▶ [PROBLEM TO WORK ON]:
The lines from the one containing "forehead. Return only the coordinates." through the final line of the data below must be written out exactly, both included, and nothing more.

(Stored data entries)
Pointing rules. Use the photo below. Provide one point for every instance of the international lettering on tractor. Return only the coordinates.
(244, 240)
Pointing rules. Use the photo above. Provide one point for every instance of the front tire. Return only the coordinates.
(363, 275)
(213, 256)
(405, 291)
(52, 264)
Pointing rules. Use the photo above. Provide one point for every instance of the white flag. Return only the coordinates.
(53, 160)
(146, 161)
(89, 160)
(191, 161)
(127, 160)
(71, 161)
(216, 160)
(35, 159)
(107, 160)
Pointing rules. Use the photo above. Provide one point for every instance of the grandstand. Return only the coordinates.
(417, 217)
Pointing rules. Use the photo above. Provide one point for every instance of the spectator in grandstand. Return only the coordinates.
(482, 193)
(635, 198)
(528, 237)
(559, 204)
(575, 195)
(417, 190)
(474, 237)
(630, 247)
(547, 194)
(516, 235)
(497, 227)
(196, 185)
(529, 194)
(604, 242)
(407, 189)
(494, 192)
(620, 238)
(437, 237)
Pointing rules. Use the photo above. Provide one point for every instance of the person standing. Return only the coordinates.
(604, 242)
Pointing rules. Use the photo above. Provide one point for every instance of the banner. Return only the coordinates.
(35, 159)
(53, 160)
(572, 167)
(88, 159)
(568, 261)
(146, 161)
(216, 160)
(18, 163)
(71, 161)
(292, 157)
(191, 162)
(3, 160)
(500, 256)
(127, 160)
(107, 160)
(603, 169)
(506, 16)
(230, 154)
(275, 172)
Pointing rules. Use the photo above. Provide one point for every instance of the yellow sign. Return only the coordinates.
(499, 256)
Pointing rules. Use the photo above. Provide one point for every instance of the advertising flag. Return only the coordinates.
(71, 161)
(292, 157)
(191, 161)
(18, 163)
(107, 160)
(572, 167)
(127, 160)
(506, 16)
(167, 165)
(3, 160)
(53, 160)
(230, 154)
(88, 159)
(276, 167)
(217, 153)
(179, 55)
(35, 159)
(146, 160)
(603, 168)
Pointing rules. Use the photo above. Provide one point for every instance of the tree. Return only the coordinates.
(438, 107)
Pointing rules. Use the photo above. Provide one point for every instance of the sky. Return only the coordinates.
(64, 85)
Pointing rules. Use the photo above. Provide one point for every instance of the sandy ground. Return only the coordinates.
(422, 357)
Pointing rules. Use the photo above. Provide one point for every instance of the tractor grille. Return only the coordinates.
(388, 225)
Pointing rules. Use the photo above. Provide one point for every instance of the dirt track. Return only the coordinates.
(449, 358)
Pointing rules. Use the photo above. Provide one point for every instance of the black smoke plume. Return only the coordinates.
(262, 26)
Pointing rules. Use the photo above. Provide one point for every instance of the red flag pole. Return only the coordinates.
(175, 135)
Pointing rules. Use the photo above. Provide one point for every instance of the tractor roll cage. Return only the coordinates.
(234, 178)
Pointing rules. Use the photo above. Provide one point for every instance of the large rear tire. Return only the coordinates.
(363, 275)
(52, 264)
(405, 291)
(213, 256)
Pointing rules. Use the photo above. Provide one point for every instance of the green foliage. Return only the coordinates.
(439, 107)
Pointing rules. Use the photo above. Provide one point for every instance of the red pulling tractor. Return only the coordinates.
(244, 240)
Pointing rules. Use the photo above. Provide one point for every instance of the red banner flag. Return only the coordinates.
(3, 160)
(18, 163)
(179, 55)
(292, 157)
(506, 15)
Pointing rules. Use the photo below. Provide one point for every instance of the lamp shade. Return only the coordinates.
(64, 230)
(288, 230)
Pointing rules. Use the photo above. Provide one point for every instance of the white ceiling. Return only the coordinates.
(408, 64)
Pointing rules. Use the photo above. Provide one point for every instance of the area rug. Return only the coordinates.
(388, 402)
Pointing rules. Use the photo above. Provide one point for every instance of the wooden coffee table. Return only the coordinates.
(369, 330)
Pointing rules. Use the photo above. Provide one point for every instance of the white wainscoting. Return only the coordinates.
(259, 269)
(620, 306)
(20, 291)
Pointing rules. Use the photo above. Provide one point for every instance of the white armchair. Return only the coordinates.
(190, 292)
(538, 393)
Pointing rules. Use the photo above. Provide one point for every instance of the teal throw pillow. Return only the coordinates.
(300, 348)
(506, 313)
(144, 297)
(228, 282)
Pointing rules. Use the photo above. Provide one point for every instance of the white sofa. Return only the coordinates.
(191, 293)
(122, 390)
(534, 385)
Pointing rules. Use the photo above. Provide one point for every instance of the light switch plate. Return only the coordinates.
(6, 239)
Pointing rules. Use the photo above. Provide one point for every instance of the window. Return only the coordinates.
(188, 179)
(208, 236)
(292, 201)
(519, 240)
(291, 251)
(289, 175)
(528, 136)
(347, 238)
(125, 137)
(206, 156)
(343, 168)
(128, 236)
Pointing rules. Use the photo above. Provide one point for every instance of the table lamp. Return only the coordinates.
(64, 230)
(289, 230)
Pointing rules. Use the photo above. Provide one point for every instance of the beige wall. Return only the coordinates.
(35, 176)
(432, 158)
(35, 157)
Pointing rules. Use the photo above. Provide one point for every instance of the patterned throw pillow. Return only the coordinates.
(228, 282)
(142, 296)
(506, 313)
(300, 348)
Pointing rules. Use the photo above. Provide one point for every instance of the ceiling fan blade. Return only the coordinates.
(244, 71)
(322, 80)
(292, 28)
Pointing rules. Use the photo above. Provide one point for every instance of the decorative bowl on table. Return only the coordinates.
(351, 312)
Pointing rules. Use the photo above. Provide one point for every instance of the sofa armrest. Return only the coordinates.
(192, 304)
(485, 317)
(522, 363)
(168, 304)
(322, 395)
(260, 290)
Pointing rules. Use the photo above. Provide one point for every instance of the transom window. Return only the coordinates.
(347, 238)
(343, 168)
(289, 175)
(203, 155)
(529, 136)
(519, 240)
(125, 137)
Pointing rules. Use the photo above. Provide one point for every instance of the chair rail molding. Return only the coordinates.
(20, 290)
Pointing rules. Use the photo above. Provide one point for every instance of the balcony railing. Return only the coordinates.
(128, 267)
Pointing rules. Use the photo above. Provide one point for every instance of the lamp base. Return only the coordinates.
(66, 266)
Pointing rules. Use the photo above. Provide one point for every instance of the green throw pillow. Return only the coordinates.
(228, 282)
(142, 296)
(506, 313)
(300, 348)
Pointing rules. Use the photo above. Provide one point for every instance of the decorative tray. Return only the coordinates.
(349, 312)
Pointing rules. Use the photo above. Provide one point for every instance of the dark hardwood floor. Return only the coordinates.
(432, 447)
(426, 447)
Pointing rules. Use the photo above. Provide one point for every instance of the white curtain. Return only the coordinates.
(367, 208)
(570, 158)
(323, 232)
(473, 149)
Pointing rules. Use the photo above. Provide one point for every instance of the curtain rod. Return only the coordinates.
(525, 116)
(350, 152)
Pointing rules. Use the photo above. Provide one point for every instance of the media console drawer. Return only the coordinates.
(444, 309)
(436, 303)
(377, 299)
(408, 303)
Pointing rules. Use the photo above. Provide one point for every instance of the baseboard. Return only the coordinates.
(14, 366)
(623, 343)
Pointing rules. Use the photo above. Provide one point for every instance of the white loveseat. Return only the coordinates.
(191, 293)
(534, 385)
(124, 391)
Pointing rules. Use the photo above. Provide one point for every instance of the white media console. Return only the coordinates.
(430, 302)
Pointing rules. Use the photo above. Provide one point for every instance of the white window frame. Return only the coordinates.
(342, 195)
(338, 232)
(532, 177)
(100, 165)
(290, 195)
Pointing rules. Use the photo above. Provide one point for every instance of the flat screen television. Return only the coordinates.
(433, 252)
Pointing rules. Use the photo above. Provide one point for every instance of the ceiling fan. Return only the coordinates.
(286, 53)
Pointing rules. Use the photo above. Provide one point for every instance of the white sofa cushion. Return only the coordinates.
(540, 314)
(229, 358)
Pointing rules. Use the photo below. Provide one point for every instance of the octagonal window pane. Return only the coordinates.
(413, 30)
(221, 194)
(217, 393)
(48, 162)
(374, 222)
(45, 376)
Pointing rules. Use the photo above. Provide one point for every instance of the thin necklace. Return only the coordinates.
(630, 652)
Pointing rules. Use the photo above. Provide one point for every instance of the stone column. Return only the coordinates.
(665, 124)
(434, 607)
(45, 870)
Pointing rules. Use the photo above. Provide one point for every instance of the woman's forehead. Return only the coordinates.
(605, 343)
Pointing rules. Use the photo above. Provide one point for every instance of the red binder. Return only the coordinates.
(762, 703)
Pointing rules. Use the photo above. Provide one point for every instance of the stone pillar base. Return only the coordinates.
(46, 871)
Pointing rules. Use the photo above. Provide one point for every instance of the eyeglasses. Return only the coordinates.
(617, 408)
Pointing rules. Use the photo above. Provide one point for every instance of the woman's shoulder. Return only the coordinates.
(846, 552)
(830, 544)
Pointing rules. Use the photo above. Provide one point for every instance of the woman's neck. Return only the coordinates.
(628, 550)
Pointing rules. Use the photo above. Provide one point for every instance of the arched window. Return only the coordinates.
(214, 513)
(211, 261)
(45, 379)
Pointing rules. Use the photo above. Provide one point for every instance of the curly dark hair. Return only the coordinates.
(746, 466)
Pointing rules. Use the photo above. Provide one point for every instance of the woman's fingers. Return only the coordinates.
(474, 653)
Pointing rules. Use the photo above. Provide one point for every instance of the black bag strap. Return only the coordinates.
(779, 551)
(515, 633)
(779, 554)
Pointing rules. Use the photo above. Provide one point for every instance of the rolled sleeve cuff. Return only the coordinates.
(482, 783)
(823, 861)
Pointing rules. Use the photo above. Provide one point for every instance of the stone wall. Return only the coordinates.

▶ [TASK ANSWER]:
Pointing rules. Use the photo above. Provide one point for every instance of the woman's forehead. Return only the coordinates.
(605, 343)
Pointing rules. Use the photo above. Provide one point for every instance of the red binder. Return only the coordinates.
(762, 703)
Pointing rules. Use the photo above. Provide one point for every instance of the stone pillar base. Return only the coordinates.
(46, 871)
Pointing rules. Use the photo above. Provide one point for every instance of the eyeglasses. Return only the coordinates.
(617, 408)
Pointing rules. Use the photo above. Provide one point for every instance of the woman's shoulder. Return only the coordinates.
(846, 552)
(830, 544)
Pointing rules. Use the photo above. Provide one point for every instance of the woman's neck. Return only the coordinates.
(628, 550)
Pointing rules. Use the photo above. Provide one point for every instance of the arched window. Return only the coordinates.
(214, 513)
(211, 261)
(45, 379)
Pointing rules. Use the photo above. Provide one point for every instance of the curly dark hair. Return only the coordinates.
(746, 466)
Pointing rules. Use the photo above. Provide one point for every instance of the woman's fingers. Return only the coordinates.
(474, 653)
Pointing rules. Use the photo above. Provide one point for every instance of the black bag strap. Return only the coordinates.
(779, 551)
(515, 633)
(779, 554)
Pointing rules. Use the photo above. Provide one point for every instance of the rolled sleeve cuff. Return only the coordinates.
(482, 783)
(823, 861)
Pointing rules. Use the photo above. Provide one point for every instance of the stone wall. Return only the coordinates.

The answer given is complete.